===== RECORDS TO USE =====

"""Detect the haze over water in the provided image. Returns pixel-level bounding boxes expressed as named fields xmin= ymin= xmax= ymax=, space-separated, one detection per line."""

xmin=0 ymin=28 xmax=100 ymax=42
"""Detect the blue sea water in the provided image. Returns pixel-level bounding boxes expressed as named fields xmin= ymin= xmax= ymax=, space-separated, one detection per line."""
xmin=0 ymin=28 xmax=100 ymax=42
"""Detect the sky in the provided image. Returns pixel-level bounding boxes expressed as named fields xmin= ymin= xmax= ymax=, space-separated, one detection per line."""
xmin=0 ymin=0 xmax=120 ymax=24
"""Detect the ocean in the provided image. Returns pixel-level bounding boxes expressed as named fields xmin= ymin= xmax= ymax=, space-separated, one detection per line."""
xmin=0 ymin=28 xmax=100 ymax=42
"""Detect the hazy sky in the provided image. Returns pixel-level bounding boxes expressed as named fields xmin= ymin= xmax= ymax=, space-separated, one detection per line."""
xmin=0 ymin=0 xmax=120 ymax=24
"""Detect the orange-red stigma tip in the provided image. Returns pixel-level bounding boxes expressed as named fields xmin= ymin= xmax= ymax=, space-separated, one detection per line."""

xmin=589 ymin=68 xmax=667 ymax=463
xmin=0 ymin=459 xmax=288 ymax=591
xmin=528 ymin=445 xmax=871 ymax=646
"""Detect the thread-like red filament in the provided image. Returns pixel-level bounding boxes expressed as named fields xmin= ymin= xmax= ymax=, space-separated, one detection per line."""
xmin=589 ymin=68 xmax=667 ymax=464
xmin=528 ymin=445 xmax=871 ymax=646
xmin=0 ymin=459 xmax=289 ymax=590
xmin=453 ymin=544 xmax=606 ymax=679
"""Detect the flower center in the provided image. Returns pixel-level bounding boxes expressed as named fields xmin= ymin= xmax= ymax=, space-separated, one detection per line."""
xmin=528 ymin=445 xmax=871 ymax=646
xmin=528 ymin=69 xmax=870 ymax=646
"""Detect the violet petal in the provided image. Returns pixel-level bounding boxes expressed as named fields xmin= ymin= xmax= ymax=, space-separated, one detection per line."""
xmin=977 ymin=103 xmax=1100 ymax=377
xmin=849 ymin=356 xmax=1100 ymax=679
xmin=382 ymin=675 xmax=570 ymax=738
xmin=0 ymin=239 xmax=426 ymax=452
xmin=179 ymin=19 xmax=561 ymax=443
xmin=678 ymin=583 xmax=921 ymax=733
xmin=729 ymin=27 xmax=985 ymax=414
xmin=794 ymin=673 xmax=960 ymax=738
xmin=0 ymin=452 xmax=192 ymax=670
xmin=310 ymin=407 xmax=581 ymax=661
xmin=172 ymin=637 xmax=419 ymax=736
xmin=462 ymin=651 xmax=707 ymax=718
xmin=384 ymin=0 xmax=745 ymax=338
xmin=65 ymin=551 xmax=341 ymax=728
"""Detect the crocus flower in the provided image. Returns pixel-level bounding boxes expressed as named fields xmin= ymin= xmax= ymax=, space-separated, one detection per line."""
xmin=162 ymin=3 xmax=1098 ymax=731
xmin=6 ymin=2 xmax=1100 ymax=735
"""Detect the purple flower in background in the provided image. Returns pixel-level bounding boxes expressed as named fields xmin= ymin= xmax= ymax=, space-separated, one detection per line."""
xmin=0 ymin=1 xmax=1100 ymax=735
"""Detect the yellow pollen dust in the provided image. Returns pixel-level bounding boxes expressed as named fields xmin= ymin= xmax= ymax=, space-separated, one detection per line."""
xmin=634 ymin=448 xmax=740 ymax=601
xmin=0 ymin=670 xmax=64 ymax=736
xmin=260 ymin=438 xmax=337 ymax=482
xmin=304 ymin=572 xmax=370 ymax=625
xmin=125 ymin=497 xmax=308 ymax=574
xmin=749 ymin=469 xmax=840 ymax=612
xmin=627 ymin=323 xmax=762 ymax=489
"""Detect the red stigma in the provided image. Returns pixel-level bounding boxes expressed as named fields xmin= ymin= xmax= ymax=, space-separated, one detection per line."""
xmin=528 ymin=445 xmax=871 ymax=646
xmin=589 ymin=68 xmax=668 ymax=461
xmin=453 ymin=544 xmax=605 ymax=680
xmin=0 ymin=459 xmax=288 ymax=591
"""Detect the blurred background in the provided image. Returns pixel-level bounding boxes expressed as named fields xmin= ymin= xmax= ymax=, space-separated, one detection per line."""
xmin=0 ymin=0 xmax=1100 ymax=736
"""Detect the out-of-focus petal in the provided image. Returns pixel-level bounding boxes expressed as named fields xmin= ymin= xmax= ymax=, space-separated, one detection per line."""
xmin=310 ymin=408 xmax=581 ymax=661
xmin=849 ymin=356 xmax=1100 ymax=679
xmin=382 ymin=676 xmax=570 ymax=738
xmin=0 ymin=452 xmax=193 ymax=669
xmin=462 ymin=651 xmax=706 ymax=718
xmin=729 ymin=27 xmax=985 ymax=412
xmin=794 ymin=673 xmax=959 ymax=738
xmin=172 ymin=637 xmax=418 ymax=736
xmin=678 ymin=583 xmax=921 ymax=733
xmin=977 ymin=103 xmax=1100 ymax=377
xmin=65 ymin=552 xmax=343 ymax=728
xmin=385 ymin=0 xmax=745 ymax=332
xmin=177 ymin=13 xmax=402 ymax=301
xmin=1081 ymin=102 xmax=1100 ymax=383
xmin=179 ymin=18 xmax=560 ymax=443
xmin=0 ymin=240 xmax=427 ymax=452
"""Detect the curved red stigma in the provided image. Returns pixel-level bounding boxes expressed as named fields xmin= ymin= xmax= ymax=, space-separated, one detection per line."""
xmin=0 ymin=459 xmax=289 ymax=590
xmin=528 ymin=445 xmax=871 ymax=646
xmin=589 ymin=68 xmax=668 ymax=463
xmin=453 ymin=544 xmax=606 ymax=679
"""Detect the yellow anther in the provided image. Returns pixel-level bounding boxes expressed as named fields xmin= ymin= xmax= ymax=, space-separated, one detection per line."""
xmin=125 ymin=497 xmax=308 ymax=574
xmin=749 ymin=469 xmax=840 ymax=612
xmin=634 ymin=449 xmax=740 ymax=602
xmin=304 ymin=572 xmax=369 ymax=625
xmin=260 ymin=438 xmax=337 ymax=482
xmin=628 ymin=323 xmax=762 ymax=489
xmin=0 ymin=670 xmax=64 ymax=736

=====

- **GOAL**:
Put the lines from the one containing "the flower center" through the one containing "xmin=528 ymin=69 xmax=870 ymax=646" into a Markdown table with the columns Entry and Content. Give each line its own numbered row and leave out blank lines.

- **THE SOLUTION**:
| Entry | Content |
|---|---|
| 1 | """Detect the flower center in the provided image. Returns pixel-level bounding boxes expressed as named fields xmin= ymin= xmax= ymax=, space-separated, one detection per line.""" |
| 2 | xmin=528 ymin=445 xmax=871 ymax=646 |
| 3 | xmin=528 ymin=69 xmax=870 ymax=646 |